** TO DO **
1. In the rail passage, reproduce the text from "2) Minneapolis is" to "possible to do so?".
2. According to the rail passage, at what time did the Afternoon Zephyr leave Chicago in 1947?

** PASSAGE **

The Morning and Afternoon Zephyr trains were limited stop runs.[21] Because some stations were not in central downtown areas, connecting "Burlington Bus" service was provided at East Dubuque, Illinois, for Dubuque, Iowa; North La Crosse for La Crosse, Wisconsin, and Winona Junction, Wisconsin, for Winona, Minnesota. In 1947, the Morning and Afternoon Zephyrs left Chicago at 9:00 a.m. and 4:00 p.m., respectively.[21] The times varied during the season, with the Morning Zephyr leaving at 8:00 a.m. and the Afternoon Zephyr at 4:30 p.m. from Chicago during the summer, with a 2:30 afternoon departure in the non-summer months.[22]

If Amtrak follows this schedule, 1x a day could be with the Empire Builder.
On MILW rails it could be the Twin Cities Hiawatha. One in Morning, one in Afternoon for 2x a day service each way.
  by njtmnrrbuff
 
It's probably better that this proposed second Amtrak train ends at St Paul Union Depot. It's like how in Philadelphia, all Amtrak trains don't go into the core of Center City but instead Septa does. Septa honors those people with Amtrak tickets who are getting off and boarding Septa trains at any of the stations in Center City at Suburban and Jefferson(formerly Market East) stations.
  by bdawe
 
njt/mnrrbuff wrote: Wed May 06, 2020 1:43 pm It's probably better that this proposed second Amtrak train ends at St Paul Union Depot. It's like how in Philadelphia, all Amtrak trains don't go into the core of Center City but instead Septa does. Septa honors those people with Amtrak tickets who are getting off and boarding Septa trains at any of the stations in Center City at Suburban and Jefferson(formerly Market East) stations.
Sure, but 1) the intercity mainlines that Amtrak is oriented around don't point towards centre city. Since no trains terminate in Philadelphia, they would have to go out of their way to do so.
2) Minneapolis is 10 miles from St. Paul. 30th Street is a mile from Central City
3) if there were Amtrak trains terminating in Philadelphia, and you didn't have the path dependency of existing terminal facilities, would it be a bad thing if Amtrak served Centre City? Currently, no trains terminate in the Twin Cities and so a turning facility has to be placed somewhere, but it doesn't have to be St. Paul.
  by Arborwayfan
 
Boston South Station, Back Bay, 128. In principle, it would make sense to stop in both cities. But how much money would it make to invest in making it possible to do so?
  by njtmnrrbuff
 
That's true about the distance from Minneapolis to St. Paul and the distance between 30th Street Station and Center City. I checked the MetroTransit Green Line schedule and it looks like from Target Field to St Paul Union, it's about a 45 minute ride on the light rail. Maybe there is an argument to be made to turn this Amtrak train in Minneapolis.
  by Arborwayfan
 
Why can't the second train stop at Target Field? Wrong platform height? Northstar trains always parked there? Transit authority unwilling to allow track access? No place to turn and too far to back up to wherever the set would be turned and no chance of using a cab car on one end?
  by gokeefe
 
Gilbert B Norman wrote: Wed May 06, 2020 7:40 am A Zephyr on "MY MILW"????

Oh, please.

** DATASET CONTENT **
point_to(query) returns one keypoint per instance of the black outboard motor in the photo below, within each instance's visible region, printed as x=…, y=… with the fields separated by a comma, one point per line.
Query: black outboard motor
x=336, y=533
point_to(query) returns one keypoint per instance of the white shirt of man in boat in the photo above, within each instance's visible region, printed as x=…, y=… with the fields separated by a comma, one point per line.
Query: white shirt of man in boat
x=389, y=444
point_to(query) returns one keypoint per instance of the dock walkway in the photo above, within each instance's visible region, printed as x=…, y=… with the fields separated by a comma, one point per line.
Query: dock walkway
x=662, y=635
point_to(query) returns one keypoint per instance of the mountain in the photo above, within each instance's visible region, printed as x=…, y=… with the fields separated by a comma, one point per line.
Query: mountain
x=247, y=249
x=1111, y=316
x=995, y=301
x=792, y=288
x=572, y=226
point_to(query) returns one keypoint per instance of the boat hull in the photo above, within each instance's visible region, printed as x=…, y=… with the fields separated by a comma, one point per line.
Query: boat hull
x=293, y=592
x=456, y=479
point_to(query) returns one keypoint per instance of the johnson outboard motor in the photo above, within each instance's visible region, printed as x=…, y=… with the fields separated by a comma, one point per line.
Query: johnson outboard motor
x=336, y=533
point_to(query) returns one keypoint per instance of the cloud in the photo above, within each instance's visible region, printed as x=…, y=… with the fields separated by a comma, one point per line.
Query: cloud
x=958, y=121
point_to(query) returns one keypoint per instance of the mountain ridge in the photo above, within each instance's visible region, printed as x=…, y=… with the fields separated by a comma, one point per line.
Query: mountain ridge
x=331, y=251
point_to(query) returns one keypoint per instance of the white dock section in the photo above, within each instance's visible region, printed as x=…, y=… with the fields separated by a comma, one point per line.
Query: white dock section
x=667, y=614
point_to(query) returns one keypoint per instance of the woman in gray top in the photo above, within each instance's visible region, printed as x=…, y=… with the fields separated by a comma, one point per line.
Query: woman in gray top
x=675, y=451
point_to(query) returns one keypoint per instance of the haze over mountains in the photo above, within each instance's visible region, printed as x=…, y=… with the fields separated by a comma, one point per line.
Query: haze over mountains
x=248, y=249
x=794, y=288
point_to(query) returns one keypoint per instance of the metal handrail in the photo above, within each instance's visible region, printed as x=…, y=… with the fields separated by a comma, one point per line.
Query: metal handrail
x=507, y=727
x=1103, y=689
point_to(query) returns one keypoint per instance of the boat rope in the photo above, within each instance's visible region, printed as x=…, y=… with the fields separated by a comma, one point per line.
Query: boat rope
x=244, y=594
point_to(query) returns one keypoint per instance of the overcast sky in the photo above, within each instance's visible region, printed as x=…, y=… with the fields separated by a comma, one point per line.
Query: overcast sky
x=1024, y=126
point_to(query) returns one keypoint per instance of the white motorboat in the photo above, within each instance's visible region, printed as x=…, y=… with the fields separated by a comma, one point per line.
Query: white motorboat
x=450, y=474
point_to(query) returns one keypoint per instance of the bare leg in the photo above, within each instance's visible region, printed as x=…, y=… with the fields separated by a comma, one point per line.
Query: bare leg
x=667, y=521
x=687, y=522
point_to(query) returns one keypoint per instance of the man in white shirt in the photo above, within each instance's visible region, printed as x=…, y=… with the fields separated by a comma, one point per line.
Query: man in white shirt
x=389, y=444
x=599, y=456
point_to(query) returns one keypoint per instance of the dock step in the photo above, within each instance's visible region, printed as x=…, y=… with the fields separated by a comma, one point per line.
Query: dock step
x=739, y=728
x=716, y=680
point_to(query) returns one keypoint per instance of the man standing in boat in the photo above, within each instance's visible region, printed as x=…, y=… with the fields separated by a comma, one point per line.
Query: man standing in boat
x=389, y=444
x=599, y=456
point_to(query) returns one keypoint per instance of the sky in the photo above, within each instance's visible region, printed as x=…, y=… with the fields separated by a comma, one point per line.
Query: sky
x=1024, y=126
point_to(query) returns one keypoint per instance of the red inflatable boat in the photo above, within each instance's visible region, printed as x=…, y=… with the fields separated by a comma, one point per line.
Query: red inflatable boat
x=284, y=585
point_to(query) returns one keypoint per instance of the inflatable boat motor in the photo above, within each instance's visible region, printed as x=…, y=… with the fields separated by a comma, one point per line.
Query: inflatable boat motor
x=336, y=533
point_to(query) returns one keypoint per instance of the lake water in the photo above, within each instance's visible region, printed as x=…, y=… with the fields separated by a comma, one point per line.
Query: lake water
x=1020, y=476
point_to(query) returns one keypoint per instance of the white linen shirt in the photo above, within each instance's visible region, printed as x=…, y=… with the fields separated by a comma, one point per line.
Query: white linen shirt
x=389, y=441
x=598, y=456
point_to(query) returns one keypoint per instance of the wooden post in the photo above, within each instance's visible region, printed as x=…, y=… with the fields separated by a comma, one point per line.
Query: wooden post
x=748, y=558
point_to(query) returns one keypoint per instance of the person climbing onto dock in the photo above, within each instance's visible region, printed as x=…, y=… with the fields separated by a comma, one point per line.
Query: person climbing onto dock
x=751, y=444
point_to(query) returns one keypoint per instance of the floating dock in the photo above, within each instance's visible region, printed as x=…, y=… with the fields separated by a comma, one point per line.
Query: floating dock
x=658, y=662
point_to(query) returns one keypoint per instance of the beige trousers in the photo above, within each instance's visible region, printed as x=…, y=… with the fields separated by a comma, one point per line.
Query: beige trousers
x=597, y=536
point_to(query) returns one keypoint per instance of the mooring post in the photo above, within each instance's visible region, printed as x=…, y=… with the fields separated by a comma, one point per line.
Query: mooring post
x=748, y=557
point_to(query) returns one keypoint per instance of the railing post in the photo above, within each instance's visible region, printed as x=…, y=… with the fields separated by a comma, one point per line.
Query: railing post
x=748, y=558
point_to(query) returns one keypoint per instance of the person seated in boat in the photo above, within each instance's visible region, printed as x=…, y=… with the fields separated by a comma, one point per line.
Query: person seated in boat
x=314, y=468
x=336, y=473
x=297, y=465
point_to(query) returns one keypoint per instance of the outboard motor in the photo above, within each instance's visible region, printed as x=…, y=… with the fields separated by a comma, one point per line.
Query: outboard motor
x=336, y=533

--

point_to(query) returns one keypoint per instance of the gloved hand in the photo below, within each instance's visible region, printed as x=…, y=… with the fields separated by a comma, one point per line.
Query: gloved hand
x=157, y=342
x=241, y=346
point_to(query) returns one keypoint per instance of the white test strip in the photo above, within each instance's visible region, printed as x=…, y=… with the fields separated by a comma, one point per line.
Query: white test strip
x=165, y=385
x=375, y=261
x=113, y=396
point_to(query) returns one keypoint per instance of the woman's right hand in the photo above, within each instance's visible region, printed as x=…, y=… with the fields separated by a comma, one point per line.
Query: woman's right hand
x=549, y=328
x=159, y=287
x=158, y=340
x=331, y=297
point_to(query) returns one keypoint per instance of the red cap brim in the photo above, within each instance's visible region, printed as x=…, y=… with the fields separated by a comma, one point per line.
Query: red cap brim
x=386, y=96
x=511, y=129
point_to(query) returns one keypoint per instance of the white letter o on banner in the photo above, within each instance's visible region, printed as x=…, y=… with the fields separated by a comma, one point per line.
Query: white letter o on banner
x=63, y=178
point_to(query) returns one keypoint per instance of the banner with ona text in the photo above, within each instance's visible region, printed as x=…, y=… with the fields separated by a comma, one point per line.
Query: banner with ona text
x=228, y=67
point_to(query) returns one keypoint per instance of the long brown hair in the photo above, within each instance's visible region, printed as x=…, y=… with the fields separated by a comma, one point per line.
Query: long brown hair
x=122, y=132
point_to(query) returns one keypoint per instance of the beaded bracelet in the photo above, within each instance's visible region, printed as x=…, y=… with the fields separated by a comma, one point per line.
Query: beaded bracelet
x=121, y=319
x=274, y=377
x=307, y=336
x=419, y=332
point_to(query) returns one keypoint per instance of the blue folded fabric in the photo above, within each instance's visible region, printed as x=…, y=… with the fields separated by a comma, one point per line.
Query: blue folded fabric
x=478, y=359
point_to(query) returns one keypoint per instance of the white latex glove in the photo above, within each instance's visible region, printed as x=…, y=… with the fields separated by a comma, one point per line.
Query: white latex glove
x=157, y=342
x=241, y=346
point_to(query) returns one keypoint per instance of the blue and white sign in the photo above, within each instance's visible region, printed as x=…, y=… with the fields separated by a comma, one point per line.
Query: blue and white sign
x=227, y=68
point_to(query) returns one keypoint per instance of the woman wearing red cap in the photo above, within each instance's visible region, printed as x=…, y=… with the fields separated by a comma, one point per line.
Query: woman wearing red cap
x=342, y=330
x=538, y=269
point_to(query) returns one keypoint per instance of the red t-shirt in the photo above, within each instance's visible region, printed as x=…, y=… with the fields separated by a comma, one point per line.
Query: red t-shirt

--

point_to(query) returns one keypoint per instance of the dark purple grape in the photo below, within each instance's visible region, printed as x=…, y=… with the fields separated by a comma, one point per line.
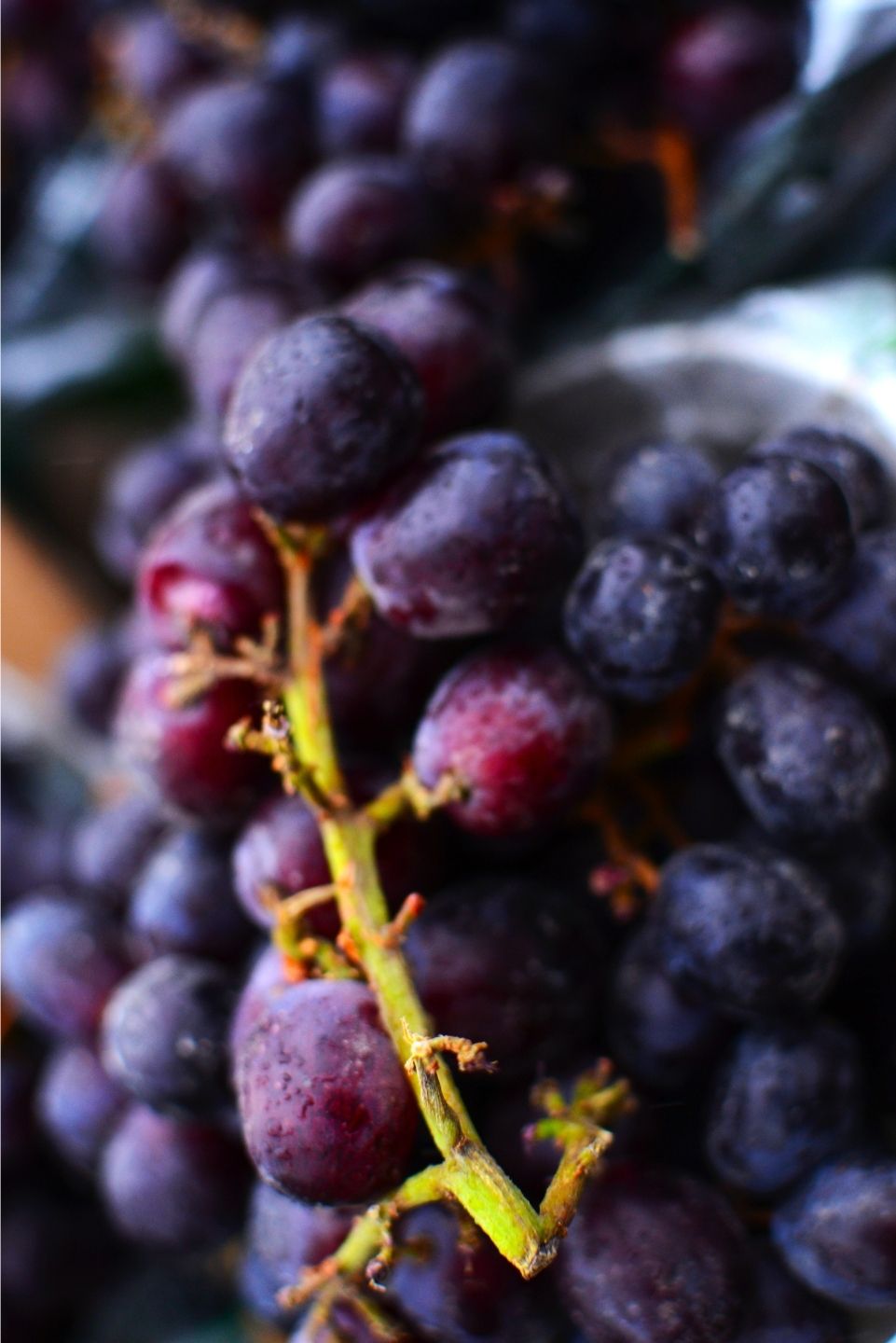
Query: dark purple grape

** FINAL RESULTS **
1.
2) Minneapolis is 10 miles from St. Paul. 30th Street is a mile from Central City
3) if there were Amtrak trains terminating in Philadelphia, and you didn't have the path dependency of existing terminal facilities, would it be a bad thing if Amtrak served Centre City? Currently, no trains terminate in the Twin Cities and so a turning facility has to be placed somewhere, but it doesn't have to be St. Paul.
  by Arborwayfan
 
Boston South Station, Back Bay, 128. In principle, it would make sense to stop in both cities. But how much money would it make to invest in making it possible to do so?

2. 4:00 p.m.